*Directions*. Gather every line of the entries that includes the word "brown".
-- Data extracts follows --
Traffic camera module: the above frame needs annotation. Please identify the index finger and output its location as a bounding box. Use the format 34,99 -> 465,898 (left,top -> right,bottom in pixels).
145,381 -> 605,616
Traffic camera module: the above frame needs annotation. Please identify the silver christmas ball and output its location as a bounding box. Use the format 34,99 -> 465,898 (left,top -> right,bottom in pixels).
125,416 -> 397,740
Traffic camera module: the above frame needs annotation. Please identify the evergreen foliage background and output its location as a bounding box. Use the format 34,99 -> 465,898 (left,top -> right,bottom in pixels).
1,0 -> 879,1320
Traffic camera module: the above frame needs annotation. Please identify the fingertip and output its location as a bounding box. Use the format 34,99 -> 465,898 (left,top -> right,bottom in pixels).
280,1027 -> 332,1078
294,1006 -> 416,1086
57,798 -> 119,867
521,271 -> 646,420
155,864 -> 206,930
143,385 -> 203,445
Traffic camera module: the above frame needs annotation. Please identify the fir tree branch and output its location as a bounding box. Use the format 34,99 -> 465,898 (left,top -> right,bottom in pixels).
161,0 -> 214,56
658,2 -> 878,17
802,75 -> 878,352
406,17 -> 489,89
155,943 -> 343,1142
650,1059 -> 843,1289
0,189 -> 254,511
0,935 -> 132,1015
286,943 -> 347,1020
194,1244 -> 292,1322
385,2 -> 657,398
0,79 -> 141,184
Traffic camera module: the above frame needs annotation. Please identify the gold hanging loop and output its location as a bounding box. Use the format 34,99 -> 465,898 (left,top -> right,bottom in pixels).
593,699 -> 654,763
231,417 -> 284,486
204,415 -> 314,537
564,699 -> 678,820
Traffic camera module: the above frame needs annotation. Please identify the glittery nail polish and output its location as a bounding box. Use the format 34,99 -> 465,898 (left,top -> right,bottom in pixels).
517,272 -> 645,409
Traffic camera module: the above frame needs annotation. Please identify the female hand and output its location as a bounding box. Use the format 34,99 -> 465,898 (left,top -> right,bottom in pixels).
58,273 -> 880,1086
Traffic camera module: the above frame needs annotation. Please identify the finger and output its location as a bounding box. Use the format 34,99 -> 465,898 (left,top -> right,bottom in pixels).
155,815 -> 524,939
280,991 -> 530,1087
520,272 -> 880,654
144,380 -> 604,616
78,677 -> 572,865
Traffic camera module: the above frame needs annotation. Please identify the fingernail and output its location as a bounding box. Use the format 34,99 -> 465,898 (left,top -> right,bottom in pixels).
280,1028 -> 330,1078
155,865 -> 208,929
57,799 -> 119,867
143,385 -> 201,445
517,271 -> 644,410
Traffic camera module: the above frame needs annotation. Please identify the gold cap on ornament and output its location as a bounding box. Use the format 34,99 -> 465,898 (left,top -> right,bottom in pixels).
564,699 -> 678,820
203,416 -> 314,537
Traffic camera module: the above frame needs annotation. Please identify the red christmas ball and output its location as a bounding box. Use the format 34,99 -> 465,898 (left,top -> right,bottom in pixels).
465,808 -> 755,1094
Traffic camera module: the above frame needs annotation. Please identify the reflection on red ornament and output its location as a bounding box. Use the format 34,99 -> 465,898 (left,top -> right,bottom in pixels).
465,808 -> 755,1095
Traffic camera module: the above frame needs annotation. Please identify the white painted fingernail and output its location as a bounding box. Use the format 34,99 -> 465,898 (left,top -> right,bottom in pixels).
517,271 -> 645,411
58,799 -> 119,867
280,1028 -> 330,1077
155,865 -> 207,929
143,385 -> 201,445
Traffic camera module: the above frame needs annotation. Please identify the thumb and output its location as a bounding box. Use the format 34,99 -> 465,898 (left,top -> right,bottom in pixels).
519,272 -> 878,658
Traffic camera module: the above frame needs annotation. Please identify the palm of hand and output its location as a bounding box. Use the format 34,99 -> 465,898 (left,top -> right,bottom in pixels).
-- Data extracts concluded --
-- Data extracts follows --
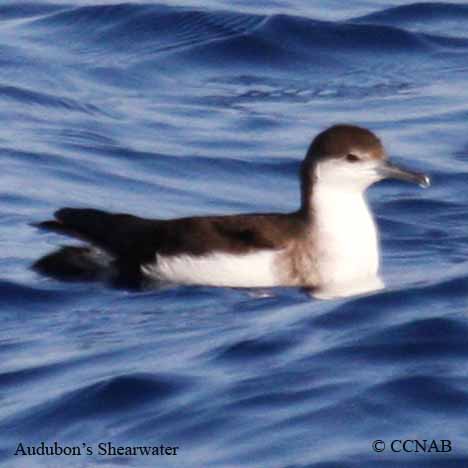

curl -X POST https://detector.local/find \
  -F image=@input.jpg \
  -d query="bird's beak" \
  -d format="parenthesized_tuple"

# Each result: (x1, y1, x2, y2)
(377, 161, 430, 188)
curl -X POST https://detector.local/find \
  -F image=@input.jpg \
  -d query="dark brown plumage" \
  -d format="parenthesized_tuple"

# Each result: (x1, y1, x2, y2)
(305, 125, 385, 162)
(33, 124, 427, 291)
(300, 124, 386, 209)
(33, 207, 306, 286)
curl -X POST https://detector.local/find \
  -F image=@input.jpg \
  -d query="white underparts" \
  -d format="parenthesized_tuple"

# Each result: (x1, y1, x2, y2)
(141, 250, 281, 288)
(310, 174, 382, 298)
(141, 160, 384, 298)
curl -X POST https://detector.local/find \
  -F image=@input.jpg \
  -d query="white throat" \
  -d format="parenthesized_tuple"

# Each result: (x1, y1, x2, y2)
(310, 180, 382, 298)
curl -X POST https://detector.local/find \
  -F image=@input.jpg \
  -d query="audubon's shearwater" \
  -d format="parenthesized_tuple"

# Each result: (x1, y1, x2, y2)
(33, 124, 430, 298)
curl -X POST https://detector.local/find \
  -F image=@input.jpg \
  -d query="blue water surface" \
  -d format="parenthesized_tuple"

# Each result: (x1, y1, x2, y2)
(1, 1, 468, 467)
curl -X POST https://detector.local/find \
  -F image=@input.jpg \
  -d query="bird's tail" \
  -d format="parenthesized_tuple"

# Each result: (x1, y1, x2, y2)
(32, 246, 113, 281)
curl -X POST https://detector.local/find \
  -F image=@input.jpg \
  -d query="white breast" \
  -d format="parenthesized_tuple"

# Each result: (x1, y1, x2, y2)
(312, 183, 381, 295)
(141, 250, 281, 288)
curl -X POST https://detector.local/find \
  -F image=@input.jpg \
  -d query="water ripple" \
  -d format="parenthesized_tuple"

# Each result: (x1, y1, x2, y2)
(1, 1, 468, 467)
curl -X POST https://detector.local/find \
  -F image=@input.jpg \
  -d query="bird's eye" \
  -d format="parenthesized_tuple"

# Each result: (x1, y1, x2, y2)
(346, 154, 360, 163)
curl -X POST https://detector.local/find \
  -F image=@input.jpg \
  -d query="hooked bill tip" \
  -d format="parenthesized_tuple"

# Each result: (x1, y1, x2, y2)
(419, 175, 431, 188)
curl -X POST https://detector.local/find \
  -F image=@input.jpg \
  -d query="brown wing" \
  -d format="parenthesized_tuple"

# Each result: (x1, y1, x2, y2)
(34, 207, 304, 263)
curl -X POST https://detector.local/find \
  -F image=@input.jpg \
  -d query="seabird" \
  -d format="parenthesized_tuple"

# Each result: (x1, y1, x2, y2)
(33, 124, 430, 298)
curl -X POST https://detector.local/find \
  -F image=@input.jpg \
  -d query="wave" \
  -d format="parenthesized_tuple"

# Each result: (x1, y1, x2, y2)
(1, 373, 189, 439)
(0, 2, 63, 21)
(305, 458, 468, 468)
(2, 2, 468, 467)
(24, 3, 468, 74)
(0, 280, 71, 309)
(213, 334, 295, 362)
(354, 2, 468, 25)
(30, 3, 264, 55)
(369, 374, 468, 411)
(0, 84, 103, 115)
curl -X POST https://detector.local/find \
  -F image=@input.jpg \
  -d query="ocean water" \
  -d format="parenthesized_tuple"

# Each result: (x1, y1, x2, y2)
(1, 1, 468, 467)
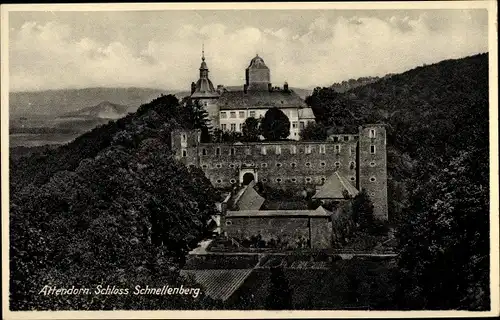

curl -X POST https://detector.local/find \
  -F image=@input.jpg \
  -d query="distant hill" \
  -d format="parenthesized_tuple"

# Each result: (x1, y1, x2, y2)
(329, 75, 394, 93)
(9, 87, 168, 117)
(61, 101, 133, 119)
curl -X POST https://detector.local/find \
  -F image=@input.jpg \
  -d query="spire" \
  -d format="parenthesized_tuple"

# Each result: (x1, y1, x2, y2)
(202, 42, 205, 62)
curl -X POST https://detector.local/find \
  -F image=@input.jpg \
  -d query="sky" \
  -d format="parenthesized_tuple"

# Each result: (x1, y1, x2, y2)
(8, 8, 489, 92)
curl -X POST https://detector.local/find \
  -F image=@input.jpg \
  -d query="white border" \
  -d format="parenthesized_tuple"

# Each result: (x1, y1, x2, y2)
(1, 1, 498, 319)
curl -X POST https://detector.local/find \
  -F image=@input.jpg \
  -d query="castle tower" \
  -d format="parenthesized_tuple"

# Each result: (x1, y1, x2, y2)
-- Data extracts concluded --
*Answer area*.
  -d query="dark brown plumage" \
  -d query="brown wing" \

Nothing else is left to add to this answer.